(Excerpt from a dataset)
********
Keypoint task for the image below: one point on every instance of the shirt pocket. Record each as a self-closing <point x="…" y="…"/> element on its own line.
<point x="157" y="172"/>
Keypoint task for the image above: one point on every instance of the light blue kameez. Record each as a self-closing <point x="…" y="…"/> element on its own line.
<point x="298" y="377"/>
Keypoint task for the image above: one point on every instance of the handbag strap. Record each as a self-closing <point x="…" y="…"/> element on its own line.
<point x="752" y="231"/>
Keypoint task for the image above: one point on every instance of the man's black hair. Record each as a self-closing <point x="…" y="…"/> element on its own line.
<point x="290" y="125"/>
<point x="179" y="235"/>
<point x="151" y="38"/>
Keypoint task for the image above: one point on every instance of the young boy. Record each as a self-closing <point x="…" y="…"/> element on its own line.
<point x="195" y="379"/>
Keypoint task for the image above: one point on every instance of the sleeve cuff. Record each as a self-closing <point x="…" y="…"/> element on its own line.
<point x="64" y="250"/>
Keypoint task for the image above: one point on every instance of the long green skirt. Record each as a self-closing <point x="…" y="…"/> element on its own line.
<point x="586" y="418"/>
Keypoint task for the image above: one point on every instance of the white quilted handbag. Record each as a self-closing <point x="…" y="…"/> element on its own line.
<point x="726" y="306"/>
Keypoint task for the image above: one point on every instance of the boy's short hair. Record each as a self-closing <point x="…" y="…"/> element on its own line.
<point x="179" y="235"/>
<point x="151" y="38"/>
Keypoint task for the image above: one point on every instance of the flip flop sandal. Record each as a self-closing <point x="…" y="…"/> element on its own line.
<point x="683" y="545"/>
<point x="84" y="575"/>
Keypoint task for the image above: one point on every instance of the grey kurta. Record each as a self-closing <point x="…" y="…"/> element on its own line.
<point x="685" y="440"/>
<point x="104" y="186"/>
********
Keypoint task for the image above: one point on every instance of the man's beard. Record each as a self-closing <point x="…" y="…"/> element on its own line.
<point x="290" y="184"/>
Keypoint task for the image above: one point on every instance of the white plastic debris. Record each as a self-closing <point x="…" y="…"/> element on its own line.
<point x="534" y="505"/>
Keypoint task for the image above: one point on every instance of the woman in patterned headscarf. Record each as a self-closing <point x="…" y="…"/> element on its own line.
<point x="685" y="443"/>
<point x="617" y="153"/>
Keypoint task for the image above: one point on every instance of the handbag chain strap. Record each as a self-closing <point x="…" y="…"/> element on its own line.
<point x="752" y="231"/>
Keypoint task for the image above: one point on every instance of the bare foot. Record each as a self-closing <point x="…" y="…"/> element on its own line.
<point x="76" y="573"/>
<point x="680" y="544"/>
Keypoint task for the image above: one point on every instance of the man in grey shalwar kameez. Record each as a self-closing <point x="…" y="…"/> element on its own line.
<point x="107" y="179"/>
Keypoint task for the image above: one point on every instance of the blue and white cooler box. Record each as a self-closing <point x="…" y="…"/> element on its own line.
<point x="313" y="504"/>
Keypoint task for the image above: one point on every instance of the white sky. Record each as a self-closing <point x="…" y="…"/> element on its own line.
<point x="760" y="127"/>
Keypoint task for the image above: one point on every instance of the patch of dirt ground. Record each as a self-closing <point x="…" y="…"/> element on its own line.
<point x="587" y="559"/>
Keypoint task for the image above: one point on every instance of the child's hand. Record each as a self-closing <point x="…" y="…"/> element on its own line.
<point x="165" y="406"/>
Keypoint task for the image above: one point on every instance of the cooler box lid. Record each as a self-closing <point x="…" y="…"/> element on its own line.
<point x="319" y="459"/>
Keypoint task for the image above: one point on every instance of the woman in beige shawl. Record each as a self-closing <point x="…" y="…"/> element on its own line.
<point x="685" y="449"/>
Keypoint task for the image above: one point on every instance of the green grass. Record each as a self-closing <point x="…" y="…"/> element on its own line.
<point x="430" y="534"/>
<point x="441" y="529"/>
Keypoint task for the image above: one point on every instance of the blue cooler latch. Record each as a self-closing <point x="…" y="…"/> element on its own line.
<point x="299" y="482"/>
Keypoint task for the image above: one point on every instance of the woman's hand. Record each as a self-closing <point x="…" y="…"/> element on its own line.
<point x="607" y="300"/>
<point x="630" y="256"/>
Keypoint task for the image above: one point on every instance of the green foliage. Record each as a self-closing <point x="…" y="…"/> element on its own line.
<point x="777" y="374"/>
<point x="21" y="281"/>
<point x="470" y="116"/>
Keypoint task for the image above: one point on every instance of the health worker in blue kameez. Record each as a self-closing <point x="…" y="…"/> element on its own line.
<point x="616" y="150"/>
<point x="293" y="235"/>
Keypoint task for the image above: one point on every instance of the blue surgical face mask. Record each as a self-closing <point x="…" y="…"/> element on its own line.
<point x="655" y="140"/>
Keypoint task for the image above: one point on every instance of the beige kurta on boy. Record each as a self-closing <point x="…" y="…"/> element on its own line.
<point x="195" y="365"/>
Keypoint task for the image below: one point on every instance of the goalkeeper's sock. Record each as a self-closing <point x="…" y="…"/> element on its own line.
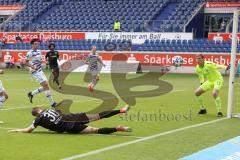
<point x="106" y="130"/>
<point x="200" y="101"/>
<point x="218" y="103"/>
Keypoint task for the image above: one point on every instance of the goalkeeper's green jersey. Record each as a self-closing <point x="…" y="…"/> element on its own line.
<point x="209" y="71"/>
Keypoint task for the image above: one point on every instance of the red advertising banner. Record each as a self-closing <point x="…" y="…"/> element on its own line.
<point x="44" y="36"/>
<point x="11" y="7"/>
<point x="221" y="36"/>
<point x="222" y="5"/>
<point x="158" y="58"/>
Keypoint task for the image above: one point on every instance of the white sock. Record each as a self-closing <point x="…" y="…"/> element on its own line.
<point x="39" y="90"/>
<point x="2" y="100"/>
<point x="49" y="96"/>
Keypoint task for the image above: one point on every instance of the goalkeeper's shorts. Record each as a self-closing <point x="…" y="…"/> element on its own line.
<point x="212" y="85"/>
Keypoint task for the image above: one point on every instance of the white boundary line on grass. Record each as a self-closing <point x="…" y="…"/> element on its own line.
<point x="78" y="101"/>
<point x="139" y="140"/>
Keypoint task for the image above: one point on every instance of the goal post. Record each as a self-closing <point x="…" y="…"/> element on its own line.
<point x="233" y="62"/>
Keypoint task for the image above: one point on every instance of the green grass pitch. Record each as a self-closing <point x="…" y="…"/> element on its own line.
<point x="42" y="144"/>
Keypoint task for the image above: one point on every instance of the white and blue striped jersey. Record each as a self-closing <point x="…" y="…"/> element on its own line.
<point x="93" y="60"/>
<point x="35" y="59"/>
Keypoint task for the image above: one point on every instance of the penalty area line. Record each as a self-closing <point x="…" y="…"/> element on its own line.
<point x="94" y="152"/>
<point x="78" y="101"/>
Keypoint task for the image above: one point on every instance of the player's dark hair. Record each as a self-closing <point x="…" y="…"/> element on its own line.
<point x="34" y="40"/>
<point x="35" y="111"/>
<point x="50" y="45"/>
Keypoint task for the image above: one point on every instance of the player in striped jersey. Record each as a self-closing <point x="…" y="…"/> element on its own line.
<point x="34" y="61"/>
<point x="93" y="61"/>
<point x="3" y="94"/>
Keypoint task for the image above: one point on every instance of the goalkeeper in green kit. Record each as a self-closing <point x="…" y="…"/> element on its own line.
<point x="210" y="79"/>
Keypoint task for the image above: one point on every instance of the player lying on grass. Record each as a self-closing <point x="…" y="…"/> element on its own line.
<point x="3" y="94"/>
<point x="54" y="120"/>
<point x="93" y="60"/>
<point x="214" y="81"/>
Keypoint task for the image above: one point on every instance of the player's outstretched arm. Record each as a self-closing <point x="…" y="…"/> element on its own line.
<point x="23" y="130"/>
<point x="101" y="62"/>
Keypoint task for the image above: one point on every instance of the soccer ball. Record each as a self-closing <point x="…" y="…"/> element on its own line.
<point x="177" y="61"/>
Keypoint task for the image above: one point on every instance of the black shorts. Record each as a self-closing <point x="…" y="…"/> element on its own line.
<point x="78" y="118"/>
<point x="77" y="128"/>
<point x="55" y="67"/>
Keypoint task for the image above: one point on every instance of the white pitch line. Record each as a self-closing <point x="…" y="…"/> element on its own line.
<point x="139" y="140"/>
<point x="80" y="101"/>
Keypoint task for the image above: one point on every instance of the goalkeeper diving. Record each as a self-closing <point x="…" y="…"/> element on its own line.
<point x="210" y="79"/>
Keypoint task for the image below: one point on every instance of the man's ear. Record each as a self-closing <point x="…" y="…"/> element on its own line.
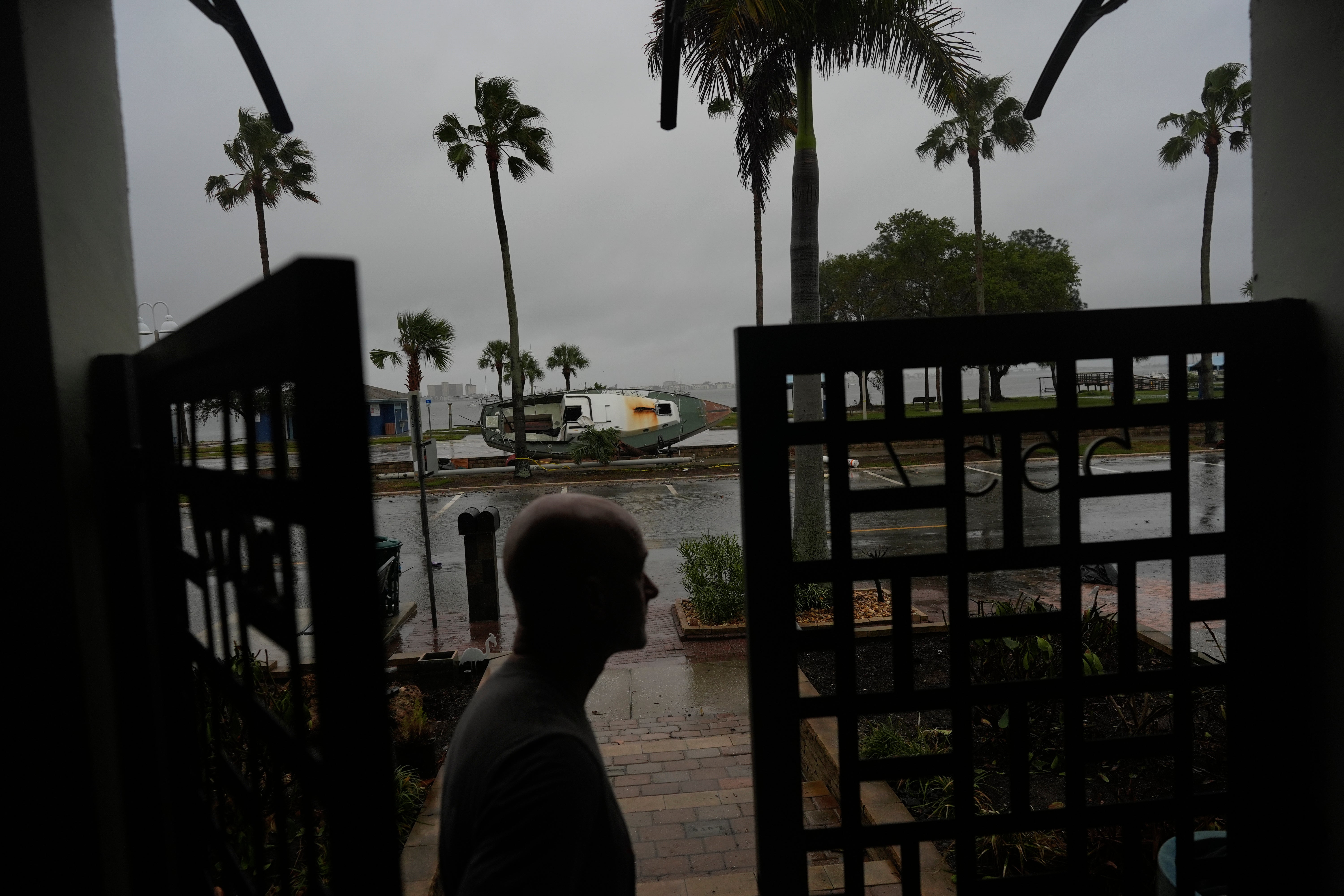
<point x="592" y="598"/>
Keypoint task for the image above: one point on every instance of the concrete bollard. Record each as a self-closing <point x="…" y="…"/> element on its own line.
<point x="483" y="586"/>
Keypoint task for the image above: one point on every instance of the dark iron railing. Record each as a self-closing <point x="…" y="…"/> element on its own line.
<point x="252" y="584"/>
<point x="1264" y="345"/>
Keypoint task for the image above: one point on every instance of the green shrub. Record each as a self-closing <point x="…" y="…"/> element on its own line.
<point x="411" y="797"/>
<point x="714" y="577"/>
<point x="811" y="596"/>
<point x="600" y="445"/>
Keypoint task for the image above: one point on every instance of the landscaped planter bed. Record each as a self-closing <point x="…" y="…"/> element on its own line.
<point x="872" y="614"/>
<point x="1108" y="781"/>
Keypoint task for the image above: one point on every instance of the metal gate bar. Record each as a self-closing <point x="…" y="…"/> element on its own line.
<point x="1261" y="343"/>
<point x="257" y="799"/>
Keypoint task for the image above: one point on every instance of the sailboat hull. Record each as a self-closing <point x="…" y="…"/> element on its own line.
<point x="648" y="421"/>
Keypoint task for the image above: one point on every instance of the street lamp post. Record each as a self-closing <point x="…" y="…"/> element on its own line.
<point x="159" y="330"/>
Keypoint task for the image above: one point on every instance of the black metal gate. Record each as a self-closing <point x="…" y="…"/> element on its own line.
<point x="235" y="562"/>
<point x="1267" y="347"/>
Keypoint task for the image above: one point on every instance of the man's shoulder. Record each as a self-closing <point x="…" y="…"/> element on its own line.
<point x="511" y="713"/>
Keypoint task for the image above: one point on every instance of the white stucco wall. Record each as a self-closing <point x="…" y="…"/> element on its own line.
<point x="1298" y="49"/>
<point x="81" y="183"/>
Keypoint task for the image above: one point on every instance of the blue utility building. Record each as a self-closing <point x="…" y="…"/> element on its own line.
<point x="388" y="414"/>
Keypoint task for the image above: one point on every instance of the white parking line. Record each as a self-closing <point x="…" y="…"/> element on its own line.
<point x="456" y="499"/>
********
TASK INSTRUCTIONS:
How many lines in the records contain the word "handbag"? Give only the number.

FINAL RESULT:
3